Thursday, September 07, 2006

Teenagers Are Brain Damaged

One my favorite comedy bits comes from Bill Cosby as he talks about his children and their motivation to do stupid things. After they answer his questions of "Why?" with "I don't know!" Bill exclaims, "These are brain damaged people!" A new study using functional MRI scanning confirms this.

Well, not that teenagers have brain damage, but that the areas of the brain associated with decision making are not fully developed before puberty, but develop during adolescence. The researchers found that the adolescents used two areas of the brain, instead of just the one area in the prefontal cortex, which adults use. The prefontal cortex is also associated with empathy, or taking on the perspective of the other. As the teenagers grow older, the decision making and empathic practices become increasingly associated with the prefontal cortex and the other region near the back of the brain diminishes. Accordingly, decision response times also decreased. Decision making, it seems, has a biological development aspect as well as an individual's reconciliation of the self-system with experience. The study concludes that "it is just not hormones that are causing teenagers to be their typical selves it could also be the fact that their brains are developing as well," according to Dr Sarah Blakemore, a neuroscientist at University College London.

* What to do
(a) Edit the blog post on teenage brains, everything from "Thursday, September 07, 2006" down to "scanning confirms this.", so that "brain imaging" stands in place of "functional MRI scanning".
(b) Resume the blog post on teenage brain development after its final sentence.
The entries come from a different source than the blog post on teenage brains.

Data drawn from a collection
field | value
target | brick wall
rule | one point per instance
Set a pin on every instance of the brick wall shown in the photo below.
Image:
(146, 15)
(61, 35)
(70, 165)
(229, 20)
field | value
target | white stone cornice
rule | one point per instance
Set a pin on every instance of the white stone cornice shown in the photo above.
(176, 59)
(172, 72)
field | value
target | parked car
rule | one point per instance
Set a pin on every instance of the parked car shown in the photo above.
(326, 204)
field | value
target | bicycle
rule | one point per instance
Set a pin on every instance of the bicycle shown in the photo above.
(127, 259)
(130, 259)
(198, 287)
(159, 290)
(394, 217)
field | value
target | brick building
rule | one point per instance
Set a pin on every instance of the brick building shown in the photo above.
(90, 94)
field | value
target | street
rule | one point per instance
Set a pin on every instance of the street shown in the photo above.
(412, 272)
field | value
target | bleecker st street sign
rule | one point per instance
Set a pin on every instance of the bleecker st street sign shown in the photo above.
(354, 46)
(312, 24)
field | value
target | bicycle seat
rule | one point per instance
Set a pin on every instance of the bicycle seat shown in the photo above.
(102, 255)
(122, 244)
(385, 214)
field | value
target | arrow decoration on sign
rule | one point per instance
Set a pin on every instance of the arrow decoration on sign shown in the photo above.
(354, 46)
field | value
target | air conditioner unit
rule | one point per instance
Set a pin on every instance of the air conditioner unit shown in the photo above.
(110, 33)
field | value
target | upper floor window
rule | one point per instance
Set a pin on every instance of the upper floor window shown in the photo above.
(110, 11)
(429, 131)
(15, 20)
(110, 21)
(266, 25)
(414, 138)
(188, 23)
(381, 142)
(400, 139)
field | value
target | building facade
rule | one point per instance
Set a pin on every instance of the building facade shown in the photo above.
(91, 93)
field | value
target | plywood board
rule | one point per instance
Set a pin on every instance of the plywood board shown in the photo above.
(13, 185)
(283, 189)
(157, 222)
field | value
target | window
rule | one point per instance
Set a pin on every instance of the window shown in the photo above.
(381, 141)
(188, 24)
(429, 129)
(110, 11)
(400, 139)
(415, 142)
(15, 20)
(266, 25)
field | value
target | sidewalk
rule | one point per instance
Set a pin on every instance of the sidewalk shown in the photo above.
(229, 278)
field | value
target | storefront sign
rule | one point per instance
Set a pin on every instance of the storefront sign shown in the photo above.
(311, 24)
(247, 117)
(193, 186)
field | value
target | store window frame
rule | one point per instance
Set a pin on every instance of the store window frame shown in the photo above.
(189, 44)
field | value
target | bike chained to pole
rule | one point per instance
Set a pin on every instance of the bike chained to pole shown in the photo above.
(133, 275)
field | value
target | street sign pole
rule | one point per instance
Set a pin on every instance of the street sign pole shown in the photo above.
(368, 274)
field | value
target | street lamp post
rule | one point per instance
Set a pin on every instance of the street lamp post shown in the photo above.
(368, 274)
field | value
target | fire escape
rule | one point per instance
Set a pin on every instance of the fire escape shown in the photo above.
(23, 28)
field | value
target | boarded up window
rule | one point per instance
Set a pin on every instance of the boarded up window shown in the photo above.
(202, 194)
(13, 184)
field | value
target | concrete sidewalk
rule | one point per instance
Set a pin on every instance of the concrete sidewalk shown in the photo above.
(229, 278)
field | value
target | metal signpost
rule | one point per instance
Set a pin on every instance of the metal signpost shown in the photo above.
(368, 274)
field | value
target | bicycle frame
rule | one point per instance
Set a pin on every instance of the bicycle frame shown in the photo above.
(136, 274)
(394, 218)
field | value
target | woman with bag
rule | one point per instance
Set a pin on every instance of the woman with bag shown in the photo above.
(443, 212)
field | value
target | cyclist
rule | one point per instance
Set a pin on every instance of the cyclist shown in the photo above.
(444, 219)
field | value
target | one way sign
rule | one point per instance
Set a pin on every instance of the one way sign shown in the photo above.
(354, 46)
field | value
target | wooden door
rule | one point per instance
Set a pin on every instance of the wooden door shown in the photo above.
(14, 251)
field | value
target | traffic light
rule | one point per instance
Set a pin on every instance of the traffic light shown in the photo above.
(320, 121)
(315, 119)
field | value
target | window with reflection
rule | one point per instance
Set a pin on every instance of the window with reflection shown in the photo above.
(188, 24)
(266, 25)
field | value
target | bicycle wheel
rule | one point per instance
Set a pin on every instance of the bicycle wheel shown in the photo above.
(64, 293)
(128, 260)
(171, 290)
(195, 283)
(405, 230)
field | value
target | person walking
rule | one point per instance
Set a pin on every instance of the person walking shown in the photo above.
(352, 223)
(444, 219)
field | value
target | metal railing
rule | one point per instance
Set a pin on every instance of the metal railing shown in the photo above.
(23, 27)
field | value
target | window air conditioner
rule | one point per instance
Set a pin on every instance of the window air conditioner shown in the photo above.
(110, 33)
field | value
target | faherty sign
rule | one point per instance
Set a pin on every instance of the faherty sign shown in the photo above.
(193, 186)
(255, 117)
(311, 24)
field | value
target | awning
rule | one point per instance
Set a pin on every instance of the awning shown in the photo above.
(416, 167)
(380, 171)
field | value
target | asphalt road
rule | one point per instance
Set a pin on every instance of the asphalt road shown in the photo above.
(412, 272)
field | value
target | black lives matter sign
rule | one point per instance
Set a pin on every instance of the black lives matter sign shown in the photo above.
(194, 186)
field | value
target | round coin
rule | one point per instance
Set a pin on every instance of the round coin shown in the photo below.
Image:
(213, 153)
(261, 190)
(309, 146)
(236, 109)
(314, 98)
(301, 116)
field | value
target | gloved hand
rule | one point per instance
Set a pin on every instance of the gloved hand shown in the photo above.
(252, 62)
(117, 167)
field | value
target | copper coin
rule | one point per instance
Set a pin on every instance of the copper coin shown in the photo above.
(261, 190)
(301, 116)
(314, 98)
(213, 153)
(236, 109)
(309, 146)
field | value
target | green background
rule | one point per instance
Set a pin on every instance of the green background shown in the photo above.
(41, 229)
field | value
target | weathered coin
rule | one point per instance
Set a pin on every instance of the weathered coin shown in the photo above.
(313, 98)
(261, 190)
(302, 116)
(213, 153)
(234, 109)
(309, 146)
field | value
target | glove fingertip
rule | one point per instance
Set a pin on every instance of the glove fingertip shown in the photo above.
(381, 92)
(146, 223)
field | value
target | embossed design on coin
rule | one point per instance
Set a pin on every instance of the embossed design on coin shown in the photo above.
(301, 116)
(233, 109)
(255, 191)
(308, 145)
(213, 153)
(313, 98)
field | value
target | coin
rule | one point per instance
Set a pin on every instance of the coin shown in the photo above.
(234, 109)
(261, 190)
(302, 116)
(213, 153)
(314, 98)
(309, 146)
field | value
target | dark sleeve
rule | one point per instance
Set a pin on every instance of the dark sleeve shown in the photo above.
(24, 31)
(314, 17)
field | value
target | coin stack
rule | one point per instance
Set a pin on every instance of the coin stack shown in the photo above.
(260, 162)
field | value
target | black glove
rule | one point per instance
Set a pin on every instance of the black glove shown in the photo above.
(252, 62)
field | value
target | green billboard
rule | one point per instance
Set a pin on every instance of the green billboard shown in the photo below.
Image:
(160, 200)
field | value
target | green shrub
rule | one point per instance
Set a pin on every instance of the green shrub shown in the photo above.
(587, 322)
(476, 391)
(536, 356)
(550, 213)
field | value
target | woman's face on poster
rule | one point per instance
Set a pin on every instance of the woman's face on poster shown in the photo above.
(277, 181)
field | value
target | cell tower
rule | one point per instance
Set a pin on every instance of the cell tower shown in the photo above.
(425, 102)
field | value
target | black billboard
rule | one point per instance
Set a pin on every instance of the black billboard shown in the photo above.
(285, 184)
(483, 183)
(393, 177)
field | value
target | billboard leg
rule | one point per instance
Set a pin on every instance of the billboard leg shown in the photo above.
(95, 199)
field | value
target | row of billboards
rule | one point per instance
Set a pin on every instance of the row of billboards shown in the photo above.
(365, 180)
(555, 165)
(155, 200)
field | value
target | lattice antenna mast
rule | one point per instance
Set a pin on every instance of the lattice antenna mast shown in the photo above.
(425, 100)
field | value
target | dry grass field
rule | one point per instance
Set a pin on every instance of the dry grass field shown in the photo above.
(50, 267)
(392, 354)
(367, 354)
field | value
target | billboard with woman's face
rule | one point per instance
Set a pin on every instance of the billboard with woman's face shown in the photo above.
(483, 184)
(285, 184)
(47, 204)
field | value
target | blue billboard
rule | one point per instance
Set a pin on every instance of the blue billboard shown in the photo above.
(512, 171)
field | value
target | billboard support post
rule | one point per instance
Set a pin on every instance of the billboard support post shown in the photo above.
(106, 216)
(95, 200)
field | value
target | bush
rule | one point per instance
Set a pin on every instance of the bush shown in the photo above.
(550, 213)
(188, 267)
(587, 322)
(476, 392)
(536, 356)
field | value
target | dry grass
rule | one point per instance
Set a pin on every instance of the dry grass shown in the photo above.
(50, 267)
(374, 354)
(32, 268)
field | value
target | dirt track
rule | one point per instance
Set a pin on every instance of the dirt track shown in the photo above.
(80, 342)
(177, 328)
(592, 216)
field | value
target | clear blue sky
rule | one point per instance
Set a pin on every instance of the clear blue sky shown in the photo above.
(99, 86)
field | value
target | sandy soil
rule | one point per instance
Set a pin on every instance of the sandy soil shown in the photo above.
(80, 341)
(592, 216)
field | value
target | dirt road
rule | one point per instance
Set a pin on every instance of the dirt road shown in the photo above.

* Answer section
(a)
Thursday, September 07, 2006

Teenagers Are Brain Damaged

One my favorite comedy bits comes from Bill Cosby as he talks about his children and their motivation to do stupid things. After they answer his questions of "Why?" with "I don't know!" Bill exclaims, "These are brain damaged people!" A new study using brain imaging confirms this.

(b)
This research leads to questions about our legal system and the circumstances in which children are tried as adults. The legal definition of having the capacity to tell right from wrong is different than the more nuanced version psychologists would use. Also, the notion of consent in sexual contexts involving teenagers is another topic affected by the ramifications of the brain scan study. Could it be, that we have to treat children as children?